== Page excerpt ==
TSA at Miami International Airport Intercepts Suitcase Full of Fireworks

Local Press Release
Monday, April 22, 2019

The Transportation Security Administration (TSA) at Miami International Airport (MIA) stopped a suitcase full of fireworks at MIA on Friday. Flammable and explosive items are not permitted in either your carry-on or checked bag. This morning and last Saturday, TSA officers at MIA stopped a passenger with a loaded gun, bringing the total prevented this year to 14. The seventh gun for the year was intercepted by TSA officers at Palm Beach International Airport on Friday and the 29th gun was caught at Ft. Lauderdale-Hollywood International Airport on Wednesday.

Passengers bringing firearms to the TSA checkpoint remain a problem; 529 guns were deterred by TSA officers throughout Florida last year; Ft. Lauderdale-Hollywood International airport totaled 96 and Orlando International with 123 weapons. They were ranked among the top 10 airports, nationwide, for firearms carried into the airport security areas.  And most of the guns were loaded.  The problem is escalating nationally with 4,239 guns stopped by the TSA throughout the country last year. Also apprehended by Officers, were thousands of pounds of voluntarily abandoned property consisting of prohibited items such as knives and brass knuckles and hazardous materials (HazMat) such as corrosive, flammable, or explosive household chemicals. The you-brought-what-to-the-checkpoint items have included stun guns, switch blades, grenades, throwing stars, clubs and martial arts tools.

== Questions to answer ==
(1) According to the TSA press release, how many guns did the TSA stop throughout the country last year?
(2) Rewrite everything in the TSA press release from "TSA at Miami" down to "Airport on Wednesday.", changing "gun" to "firearm".

[Referring expression data]
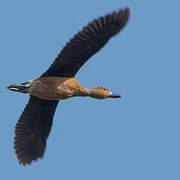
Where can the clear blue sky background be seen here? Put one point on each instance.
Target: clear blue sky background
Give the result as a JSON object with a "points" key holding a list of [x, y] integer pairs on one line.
{"points": [[136, 137]]}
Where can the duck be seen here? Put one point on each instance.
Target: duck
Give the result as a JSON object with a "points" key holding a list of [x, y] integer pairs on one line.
{"points": [[59, 83]]}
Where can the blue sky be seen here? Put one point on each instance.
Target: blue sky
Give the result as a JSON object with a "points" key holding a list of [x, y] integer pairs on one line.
{"points": [[135, 137]]}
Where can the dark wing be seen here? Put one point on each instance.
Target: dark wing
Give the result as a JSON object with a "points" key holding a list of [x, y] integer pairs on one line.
{"points": [[33, 129], [86, 43]]}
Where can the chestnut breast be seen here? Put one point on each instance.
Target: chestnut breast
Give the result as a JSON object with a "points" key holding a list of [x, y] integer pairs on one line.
{"points": [[56, 88]]}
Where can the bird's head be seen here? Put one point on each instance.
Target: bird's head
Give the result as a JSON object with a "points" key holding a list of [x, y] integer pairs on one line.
{"points": [[102, 93], [23, 88]]}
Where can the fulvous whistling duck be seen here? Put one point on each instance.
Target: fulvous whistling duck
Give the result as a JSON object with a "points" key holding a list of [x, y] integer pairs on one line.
{"points": [[58, 83]]}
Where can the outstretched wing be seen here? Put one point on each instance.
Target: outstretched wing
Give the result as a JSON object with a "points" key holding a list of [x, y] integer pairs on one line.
{"points": [[86, 43], [33, 129]]}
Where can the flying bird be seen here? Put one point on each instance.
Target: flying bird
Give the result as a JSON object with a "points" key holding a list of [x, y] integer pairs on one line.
{"points": [[59, 83]]}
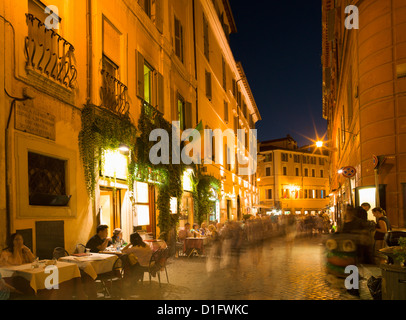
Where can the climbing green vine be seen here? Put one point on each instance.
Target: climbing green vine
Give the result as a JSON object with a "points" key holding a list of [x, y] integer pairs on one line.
{"points": [[203, 197], [101, 130], [168, 177]]}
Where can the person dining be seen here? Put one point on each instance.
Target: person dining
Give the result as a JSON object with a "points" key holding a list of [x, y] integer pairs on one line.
{"points": [[100, 241], [141, 251], [117, 238], [16, 253], [382, 227], [185, 233]]}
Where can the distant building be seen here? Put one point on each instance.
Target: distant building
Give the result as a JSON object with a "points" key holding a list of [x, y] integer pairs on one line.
{"points": [[291, 179], [364, 86], [118, 60]]}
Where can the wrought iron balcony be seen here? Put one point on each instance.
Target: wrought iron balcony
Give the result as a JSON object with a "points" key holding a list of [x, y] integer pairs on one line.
{"points": [[114, 94], [49, 54]]}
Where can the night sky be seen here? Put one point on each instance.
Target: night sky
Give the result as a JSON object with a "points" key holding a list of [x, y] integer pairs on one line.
{"points": [[279, 45]]}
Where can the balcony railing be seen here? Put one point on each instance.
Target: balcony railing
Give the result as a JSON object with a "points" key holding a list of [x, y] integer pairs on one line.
{"points": [[49, 54], [114, 94]]}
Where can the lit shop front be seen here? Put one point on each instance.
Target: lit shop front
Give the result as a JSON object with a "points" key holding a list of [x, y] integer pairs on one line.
{"points": [[118, 207]]}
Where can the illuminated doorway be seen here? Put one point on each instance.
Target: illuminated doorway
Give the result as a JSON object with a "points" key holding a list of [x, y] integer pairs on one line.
{"points": [[110, 208]]}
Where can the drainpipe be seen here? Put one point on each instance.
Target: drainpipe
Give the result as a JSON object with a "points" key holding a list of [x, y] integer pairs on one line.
{"points": [[194, 43], [89, 50]]}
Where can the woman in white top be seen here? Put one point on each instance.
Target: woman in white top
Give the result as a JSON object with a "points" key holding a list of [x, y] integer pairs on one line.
{"points": [[16, 252]]}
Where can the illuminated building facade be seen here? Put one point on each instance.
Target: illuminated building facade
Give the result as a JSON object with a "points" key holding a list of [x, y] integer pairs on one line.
{"points": [[291, 179], [115, 58], [364, 85]]}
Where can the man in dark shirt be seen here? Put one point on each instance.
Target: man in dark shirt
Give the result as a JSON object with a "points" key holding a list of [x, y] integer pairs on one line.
{"points": [[362, 211], [99, 241]]}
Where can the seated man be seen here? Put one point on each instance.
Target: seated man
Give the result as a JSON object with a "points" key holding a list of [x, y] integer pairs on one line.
{"points": [[185, 233], [99, 242]]}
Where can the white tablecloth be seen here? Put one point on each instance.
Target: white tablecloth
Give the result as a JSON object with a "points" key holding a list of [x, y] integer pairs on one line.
{"points": [[94, 264], [37, 276]]}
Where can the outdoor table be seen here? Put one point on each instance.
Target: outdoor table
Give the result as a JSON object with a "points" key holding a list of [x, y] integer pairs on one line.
{"points": [[93, 263], [156, 244], [112, 250], [194, 245], [31, 280]]}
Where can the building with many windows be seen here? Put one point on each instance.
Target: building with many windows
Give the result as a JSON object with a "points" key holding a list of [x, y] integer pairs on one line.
{"points": [[81, 83], [291, 179], [364, 86]]}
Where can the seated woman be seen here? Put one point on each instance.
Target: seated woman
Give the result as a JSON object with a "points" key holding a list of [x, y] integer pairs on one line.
{"points": [[117, 237], [16, 252], [141, 251]]}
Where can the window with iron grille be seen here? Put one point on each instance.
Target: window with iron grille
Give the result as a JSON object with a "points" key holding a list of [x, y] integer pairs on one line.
{"points": [[46, 176]]}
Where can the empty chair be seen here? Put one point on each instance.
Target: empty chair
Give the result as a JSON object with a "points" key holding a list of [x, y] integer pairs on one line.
{"points": [[80, 248]]}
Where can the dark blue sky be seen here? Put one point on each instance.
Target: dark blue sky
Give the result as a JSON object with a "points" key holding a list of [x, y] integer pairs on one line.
{"points": [[279, 45]]}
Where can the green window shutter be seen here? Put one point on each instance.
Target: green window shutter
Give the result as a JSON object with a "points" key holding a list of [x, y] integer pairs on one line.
{"points": [[160, 93]]}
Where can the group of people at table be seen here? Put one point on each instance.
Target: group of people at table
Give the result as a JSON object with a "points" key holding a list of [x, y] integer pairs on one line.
{"points": [[17, 254]]}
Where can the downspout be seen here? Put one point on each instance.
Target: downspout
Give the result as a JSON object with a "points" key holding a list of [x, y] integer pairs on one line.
{"points": [[89, 50], [194, 46]]}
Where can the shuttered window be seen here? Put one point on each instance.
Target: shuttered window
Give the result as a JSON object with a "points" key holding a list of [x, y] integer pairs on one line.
{"points": [[206, 38], [226, 111], [208, 85]]}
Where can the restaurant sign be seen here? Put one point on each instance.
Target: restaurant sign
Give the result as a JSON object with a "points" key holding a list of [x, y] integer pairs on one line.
{"points": [[28, 119]]}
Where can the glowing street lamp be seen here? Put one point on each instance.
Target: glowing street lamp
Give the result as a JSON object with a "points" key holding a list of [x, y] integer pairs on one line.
{"points": [[319, 144]]}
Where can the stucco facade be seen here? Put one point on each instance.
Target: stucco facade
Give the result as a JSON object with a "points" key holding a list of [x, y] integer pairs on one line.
{"points": [[41, 112], [364, 87]]}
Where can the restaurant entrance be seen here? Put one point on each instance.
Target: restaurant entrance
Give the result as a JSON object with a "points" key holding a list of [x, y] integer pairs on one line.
{"points": [[110, 208]]}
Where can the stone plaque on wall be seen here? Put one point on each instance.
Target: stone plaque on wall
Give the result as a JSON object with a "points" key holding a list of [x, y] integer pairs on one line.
{"points": [[28, 119]]}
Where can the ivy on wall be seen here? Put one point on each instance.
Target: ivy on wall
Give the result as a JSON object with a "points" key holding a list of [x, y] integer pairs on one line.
{"points": [[203, 198], [101, 130], [168, 177]]}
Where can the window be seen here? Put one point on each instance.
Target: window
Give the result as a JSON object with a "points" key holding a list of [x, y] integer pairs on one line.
{"points": [[178, 39], [268, 171], [148, 84], [208, 86], [184, 113], [46, 180], [206, 38], [296, 158], [146, 6]]}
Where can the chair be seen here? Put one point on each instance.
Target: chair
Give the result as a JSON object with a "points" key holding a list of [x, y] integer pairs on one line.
{"points": [[156, 264], [115, 275], [80, 248], [59, 252]]}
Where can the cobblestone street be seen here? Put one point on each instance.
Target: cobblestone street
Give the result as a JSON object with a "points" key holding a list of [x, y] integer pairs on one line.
{"points": [[274, 272]]}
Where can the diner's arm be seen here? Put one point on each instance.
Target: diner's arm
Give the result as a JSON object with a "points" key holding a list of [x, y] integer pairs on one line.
{"points": [[382, 227], [29, 255], [104, 245]]}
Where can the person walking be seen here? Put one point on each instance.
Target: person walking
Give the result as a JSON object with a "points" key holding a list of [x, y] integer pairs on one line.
{"points": [[382, 227]]}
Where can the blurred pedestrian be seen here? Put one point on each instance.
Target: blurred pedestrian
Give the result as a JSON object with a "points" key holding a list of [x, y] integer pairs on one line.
{"points": [[382, 227]]}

== Answers by item ==
(1) 4,239

(2)
TSA at Miami International Airport Intercepts Suitcase Full of Fireworks

Local Press Release
Monday, April 22, 2019

The Transportation Security Administration (TSA) at Miami International Airport (MIA) stopped a suitcase full of fireworks at MIA on Friday. Flammable and explosive items are not permitted in either your carry-on or checked bag. This morning and last Saturday, TSA officers at MIA stopped a passenger with a loaded firearm, bringing the total prevented this year to 14. The seventh firearm for the year was intercepted by TSA officers at Palm Beach International Airport on Friday and the 29th firearm was caught at Ft. Lauderdale-Hollywood International Airport on Wednesday.